Segmentation annotation records
============================================================
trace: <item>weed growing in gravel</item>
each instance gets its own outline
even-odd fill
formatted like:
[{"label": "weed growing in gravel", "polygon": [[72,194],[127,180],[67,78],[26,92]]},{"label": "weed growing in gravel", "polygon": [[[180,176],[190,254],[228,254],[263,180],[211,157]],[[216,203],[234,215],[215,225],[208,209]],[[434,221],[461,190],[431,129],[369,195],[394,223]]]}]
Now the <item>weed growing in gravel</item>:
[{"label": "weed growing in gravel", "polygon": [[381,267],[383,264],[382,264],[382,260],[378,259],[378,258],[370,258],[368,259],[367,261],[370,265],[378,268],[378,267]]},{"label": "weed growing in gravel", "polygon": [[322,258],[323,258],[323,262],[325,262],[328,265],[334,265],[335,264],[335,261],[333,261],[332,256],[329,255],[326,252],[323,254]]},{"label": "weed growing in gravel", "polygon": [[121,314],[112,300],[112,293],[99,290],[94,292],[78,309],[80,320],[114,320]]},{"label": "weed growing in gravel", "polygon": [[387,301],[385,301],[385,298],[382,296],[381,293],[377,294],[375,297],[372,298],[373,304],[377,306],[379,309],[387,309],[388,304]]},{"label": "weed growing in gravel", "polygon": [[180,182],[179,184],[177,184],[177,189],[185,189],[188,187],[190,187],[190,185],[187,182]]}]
============================================================
» Written instruction
Select every line in the entries above that contains the word "polygon" and copy each one. Letter case counts.

» Final result
[{"label": "weed growing in gravel", "polygon": [[72,194],[127,180],[67,78],[26,92]]},{"label": "weed growing in gravel", "polygon": [[[180,176],[190,254],[228,254],[263,180],[211,157]],[[216,203],[234,215],[215,225],[208,209]],[[434,221],[461,190],[431,129],[369,195],[394,223]]]}]
[{"label": "weed growing in gravel", "polygon": [[381,267],[383,264],[382,264],[382,260],[378,259],[378,258],[370,258],[368,259],[367,261],[370,265],[378,268],[378,267]]},{"label": "weed growing in gravel", "polygon": [[322,258],[323,258],[323,262],[325,262],[328,265],[334,265],[335,264],[335,261],[333,261],[332,256],[329,255],[326,252],[323,254]]},{"label": "weed growing in gravel", "polygon": [[121,314],[112,300],[112,293],[99,290],[94,292],[78,309],[80,320],[114,320]]},{"label": "weed growing in gravel", "polygon": [[387,301],[385,301],[385,298],[382,296],[381,293],[377,294],[375,297],[372,298],[373,304],[377,306],[379,309],[387,309],[388,304]]},{"label": "weed growing in gravel", "polygon": [[180,182],[179,184],[177,184],[177,189],[185,189],[188,187],[190,187],[190,185],[187,182]]}]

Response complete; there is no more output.